JOB:
Select every line in the records that holds the word "grass" and copy each one out.

INPUT RECORDS:
+++
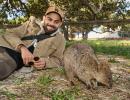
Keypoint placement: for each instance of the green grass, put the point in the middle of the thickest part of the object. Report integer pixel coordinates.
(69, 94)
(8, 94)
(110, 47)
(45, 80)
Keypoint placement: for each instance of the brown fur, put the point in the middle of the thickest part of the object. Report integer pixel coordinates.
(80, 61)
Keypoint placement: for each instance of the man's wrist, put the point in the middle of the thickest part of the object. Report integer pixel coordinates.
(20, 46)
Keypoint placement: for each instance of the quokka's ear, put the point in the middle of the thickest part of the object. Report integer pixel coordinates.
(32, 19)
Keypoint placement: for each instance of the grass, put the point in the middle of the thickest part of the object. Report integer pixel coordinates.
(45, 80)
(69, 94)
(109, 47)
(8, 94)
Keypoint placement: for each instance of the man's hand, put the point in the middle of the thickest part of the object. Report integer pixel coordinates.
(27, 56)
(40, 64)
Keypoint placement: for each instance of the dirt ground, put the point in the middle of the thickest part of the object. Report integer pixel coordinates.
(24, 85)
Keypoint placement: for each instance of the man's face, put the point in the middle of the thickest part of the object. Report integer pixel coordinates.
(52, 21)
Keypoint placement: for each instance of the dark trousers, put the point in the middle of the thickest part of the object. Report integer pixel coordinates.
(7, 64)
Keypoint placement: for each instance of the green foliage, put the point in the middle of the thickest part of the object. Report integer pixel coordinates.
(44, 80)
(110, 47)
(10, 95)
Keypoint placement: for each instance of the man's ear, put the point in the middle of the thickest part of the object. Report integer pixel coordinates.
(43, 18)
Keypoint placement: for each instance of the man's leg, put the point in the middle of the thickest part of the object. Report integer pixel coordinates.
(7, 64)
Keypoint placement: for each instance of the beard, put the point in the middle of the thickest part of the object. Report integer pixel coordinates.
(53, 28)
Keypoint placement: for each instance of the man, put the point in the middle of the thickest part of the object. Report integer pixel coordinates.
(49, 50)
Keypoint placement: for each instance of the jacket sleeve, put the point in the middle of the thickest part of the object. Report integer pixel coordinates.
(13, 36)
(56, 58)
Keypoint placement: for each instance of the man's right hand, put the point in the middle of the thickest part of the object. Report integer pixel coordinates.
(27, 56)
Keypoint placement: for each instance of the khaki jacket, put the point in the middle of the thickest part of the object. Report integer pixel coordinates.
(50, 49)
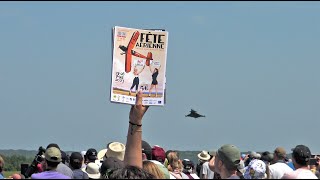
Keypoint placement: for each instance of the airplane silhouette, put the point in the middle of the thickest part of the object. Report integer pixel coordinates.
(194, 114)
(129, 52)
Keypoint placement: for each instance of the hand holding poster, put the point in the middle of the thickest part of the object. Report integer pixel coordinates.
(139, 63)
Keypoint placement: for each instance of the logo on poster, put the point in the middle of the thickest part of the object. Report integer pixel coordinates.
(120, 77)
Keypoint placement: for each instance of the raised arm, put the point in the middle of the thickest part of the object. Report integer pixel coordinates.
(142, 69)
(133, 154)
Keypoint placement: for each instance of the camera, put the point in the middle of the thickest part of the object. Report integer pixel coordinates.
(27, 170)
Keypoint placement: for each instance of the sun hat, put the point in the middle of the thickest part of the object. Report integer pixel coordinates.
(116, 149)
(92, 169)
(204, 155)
+++
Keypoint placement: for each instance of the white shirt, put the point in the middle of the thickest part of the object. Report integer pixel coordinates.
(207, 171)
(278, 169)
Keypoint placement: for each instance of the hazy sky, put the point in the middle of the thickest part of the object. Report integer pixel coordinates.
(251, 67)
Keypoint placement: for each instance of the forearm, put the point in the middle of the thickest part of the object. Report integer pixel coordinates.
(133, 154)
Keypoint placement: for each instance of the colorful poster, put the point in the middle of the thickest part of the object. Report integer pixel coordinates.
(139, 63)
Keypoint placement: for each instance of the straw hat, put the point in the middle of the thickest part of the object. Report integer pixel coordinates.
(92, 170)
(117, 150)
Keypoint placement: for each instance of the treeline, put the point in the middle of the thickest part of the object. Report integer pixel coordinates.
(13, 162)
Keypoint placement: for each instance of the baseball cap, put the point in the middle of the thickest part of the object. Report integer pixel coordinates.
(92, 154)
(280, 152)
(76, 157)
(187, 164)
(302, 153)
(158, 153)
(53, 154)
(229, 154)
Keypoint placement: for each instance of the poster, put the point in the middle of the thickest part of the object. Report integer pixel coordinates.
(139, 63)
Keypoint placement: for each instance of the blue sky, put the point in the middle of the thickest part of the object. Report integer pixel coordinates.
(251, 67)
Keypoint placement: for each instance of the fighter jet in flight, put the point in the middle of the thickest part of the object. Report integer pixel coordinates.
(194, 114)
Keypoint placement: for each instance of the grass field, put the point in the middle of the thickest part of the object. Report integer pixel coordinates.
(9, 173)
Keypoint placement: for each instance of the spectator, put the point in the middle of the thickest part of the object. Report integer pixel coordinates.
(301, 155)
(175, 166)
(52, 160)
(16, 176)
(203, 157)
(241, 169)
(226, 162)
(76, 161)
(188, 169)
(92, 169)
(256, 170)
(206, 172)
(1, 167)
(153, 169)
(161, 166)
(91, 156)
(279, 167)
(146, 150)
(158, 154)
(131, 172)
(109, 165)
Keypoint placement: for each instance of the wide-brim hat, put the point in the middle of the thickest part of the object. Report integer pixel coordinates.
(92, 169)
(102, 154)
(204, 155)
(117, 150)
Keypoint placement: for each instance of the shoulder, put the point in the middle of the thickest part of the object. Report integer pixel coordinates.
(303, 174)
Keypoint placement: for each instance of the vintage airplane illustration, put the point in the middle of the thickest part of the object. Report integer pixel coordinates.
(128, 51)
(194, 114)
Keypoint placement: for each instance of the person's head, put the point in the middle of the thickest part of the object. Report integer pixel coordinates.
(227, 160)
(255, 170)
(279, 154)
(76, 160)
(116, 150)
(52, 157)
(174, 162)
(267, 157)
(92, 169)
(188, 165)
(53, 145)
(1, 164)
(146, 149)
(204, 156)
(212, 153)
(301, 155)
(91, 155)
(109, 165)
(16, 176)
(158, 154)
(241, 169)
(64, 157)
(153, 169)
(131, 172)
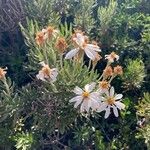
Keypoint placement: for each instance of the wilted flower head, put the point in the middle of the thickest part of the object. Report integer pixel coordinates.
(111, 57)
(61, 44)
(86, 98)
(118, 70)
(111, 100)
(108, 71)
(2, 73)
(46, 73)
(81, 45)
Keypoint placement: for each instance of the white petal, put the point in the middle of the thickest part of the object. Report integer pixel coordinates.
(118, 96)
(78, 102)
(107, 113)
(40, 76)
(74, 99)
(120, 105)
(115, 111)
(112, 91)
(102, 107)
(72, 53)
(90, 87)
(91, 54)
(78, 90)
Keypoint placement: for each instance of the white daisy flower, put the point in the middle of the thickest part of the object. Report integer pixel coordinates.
+++
TASK OUTPUT:
Keypoint placement: for each instance of the green grass, put the point in the middle of the thickest part of the object. Report integer pixel coordinates.
Keypoint placement: for each instance of the grass, put the point in the middle of the thickest part of the object. Report integer pixel coordinates.
Keypoint placement: for each instance of the grass field, put the point in the middle of the thickest part of the object. Report integer pixel coordinates.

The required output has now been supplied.